*** Opening of Document section ***

Post-translational modifications of proteins are a key component of cell signaling. In particular, post-translational modifications of histone tails are known to modulate transcription of DNA. These modifications function via a number of different non-covalent interactions with both DNA and various nuclear proteins. Some relevant modifications include methylation or acylation of lysine and the methylation of arginine and are thought to trigger binding with aromatic rings (Trp, DNA bases) through cation-π and amide-π interactions. In order to characterize these biologically relevant interactions, they have been studied within the context of β-hairpin peptide model systems, which enable the description and quantification of specific sidechain-sidechain interactions. In our system, the interaction between Trp and trimethylated Lys is shown to be worth 1.0 kcal/mol, a stabilization of about 0.7 kcal/mol over the nonmethylated Lys-Trp interaction. The methylated interaction occurs with an enhanced entropic driving force over the unmethylated interaction. Methylation of Arg is also shown to enhance its interaction with Trp, by about 0.5 kcal/mol. Additionally, the acyl Lys-Trp interaction is found to be equivalent in magnitude to the nonmethylated Lys-Trp interaction (0.3 kcal/mol). Acylation of lysine in our model system is shown to induce a switch from a cation-π to an amide-π interaction. Investigations into neutral analogues of trimethylated Lys reveals the critical nature of the cation-π interaction to the interaction of histone tails with chromodomain proteins. This is confirmed both in our β-hairpin model system and with binding studies with the HP1 chromodomain.

Additional investigations in this thesis include mutational studies of a β-hairpin receptor for ATP and the study of a cation-π interaction within a small molecule model system. Through experimental and computational studies, the β-hairpin receptor for ATP is shown to form a well-defined binding pocket with a number of important electrostatic contacts. The cation-π interaction in the small molecule model system is found to prevail in both aqueous and organic solvent, despite the possible presence of competing non covalent interactions. X-ray and computational evidence suggests the possible presence of an oxy-arene interaction in organic solvent, but the interpretation of conformational differences from NMR data is ambiguous.

*** Close of Document section ***

§ Problem requirements
Can you retype, word for word, the passage of the thesis abstract on histone modifications and cation-π interactions from "Additional investigations in" up to and including "data is ambiguous."?

*** Opening of Record extracts ***

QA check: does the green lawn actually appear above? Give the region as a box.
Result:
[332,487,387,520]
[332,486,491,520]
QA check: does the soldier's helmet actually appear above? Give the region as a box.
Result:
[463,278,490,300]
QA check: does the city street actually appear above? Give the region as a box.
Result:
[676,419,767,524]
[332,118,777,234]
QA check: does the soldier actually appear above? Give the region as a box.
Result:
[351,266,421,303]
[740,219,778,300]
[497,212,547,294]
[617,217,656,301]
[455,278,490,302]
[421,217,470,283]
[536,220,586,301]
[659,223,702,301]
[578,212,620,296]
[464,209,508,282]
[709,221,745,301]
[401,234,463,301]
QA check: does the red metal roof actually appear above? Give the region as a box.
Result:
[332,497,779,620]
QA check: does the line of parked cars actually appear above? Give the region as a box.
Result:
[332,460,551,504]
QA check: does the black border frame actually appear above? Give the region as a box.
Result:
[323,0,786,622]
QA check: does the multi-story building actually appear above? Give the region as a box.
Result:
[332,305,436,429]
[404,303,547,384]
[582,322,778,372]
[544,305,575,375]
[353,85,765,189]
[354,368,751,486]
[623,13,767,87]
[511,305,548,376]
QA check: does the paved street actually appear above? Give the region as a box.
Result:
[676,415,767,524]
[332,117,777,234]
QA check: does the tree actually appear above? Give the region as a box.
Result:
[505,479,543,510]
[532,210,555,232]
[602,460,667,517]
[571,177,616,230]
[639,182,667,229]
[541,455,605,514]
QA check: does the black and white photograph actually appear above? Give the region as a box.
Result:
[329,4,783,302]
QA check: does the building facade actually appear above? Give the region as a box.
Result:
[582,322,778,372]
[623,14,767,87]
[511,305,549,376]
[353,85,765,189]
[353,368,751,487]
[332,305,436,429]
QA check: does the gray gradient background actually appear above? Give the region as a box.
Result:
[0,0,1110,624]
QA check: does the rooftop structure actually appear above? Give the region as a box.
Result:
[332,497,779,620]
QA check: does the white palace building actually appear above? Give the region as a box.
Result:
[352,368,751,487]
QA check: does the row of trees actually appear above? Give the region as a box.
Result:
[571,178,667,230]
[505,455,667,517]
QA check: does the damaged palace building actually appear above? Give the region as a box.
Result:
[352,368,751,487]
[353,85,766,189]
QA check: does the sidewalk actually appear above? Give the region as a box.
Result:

*** Close of Record extracts ***

§ Exercise result
Additional investigations in this thesis include mutational studies of a β-hairpin receptor for ATP and the study of a cation-π interaction within a small molecule model system. Through experimental and computational studies, the β-hairpin receptor for ATP is shown to form a well-defined binding pocket with a number of important electrostatic contacts. The cation-π interaction in the small molecule model system is found to prevail in both aqueous and organic solvent, despite the possible presence of competing non covalent interactions. X-ray and computational evidence suggests the possible presence of an oxy-arene interaction in organic solvent, but the interpretation of conformational differences from NMR data is ambiguous.